A problematic aloha
I’m in Hawaii (again) and I’m being confronted with my mixed feelings about the US.
Happy New Year to all. I know we’re well into January now and for many of you the idea of a break will be long behind, but greetings nonetheless.
This week is not so much a story but a little bit catching up, a little bit reflection, a little bit rant. Strap yourself in.
I’m in Hawaii (again) and I’m being confronted with my mixed feelings about the US.
This is the sixth time Liz and I have come to Hawaii and pretty much every time I have hatched schemes that will lead to me moving here. Or spending six months here. Anything that will allow me to submerge myself in the place. This time is no different.
The first time I came here I was concerned that I would develop a physical panic of being in the middle of the Pacific Ocean, on a very small landmass. I’ve sometimes felt this sense of anxiety at the thought of being far from the ocean, at being marooned miles from the edge. The idea of living somewhere like Broken Hill is unfathomable to me. (Even though I have great affection for my father’s home town).
So I should not have been surprised when being very close to the edge, constantly, was so comforting.
The problem with moving here, or taking up residence for three or so months, is the fact that it is actually part of the United States. That is a negative, but I also acknowledge that it is also a positive.
Many people would question my sanity. Consider: the utter hypocrisy of the place, the grasping, vicious domination of capital, the promotion of corporations above civil government, the primacy of the individual at all costs, the guns, the lack of healthcare.
Driving up the island yesterday, past the sodden fields of taro that made me think, inevitably, of my neighbour and her eternal struggle to grow the stuff in Tempe, was a lesson in the contradictions of this place.

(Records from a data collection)
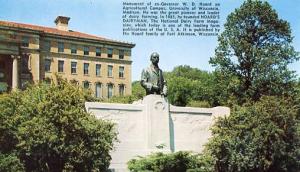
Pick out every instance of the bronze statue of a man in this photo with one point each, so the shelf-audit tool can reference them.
(152, 78)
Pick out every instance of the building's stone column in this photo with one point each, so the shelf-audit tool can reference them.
(15, 72)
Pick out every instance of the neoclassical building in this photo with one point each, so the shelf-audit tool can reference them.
(31, 53)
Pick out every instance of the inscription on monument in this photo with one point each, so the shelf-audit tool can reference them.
(185, 18)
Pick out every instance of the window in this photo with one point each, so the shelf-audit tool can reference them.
(121, 89)
(109, 52)
(47, 65)
(47, 46)
(121, 71)
(25, 41)
(61, 47)
(74, 81)
(86, 68)
(109, 90)
(98, 90)
(121, 54)
(73, 49)
(60, 66)
(98, 69)
(47, 81)
(73, 67)
(109, 70)
(98, 51)
(86, 50)
(86, 84)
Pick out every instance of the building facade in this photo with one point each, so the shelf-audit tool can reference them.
(30, 53)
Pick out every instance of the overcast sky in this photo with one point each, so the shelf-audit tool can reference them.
(103, 18)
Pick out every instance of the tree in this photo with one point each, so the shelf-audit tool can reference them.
(263, 137)
(46, 128)
(192, 87)
(254, 52)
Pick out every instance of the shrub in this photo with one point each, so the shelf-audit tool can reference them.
(260, 136)
(49, 130)
(172, 162)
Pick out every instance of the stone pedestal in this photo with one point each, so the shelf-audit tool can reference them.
(158, 117)
(15, 72)
(152, 125)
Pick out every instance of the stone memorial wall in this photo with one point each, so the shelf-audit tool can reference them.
(153, 125)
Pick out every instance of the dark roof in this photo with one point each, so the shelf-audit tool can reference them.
(55, 31)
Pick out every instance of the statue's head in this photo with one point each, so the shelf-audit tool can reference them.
(154, 58)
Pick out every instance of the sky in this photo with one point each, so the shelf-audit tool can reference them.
(104, 18)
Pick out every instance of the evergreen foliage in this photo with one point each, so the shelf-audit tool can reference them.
(46, 128)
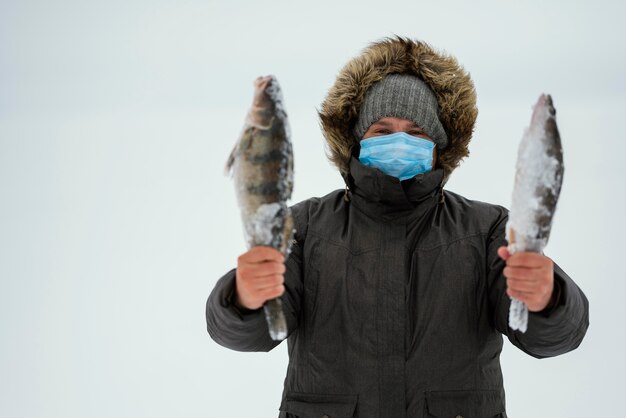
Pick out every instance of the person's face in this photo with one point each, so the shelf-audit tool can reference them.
(391, 125)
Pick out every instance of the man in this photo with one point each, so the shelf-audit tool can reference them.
(397, 291)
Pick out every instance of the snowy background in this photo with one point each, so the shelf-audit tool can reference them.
(116, 220)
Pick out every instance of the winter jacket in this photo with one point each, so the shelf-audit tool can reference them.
(396, 305)
(395, 299)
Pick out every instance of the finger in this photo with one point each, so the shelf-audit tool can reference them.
(521, 296)
(272, 293)
(522, 273)
(504, 253)
(266, 282)
(266, 268)
(528, 260)
(261, 253)
(524, 286)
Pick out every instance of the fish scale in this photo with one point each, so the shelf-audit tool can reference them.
(262, 167)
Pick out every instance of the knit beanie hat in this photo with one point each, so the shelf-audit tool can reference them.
(402, 96)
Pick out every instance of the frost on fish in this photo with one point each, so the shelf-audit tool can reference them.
(262, 166)
(538, 179)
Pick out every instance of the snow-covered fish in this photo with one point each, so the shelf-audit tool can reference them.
(538, 179)
(262, 166)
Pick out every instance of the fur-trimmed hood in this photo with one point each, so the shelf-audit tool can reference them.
(451, 84)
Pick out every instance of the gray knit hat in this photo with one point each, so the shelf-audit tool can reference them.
(402, 96)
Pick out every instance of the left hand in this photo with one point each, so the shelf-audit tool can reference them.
(529, 278)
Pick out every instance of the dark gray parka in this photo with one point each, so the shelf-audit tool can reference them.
(396, 304)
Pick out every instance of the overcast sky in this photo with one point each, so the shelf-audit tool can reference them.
(116, 119)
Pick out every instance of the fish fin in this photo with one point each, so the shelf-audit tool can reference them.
(228, 169)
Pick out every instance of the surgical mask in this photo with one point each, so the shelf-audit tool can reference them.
(398, 155)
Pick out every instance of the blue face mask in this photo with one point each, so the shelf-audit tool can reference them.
(398, 155)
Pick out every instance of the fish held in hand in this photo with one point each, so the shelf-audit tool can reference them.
(262, 167)
(538, 179)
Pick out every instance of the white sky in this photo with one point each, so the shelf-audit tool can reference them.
(116, 119)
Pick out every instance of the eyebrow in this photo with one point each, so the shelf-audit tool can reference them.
(386, 124)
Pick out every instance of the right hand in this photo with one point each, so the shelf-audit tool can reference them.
(260, 276)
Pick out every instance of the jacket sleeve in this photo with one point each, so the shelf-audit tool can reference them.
(246, 330)
(559, 328)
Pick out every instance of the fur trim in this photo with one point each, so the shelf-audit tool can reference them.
(451, 84)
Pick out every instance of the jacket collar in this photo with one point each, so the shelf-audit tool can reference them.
(386, 197)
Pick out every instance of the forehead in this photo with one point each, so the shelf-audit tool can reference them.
(393, 121)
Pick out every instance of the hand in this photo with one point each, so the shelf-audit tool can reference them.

**TASKS TO COMPLETE**
• a. Decide whether each statement agrees with the Hawaii post: (i) the writer and Liz are visiting Hawaii for the sixth time; (ii) the writer finds being close to the ocean's edge unsettling; (iii) the writer sees Hawaii's being part of the United States purely as a negative. Answer yes or no for each, quoting the words from the post that decide it.
• b. Reproduce the Hawaii post word for word between "A problematic aloha" and "Strap yourself in.", inclusive.

**THE SOLUTIONS**
• a.
(i) Yes: "This is the sixth time Liz and I have come to Hawaii"
(ii) No: "being very close to the edge, constantly, was so comforting."
(iii) No: "That is a negative, but I also acknowledge that it is also a positive."

• b.
A problematic aloha
I’m in Hawaii (again) and I’m being confronted with my mixed feelings about the US.
Happy New Year to all. I know we’re well into January now and for many of you the idea of a break will be long behind, but greetings nonetheless.
This week is not so much a story but a little bit catching up, a little bit reflection, a little bit rant. Strap yourself in.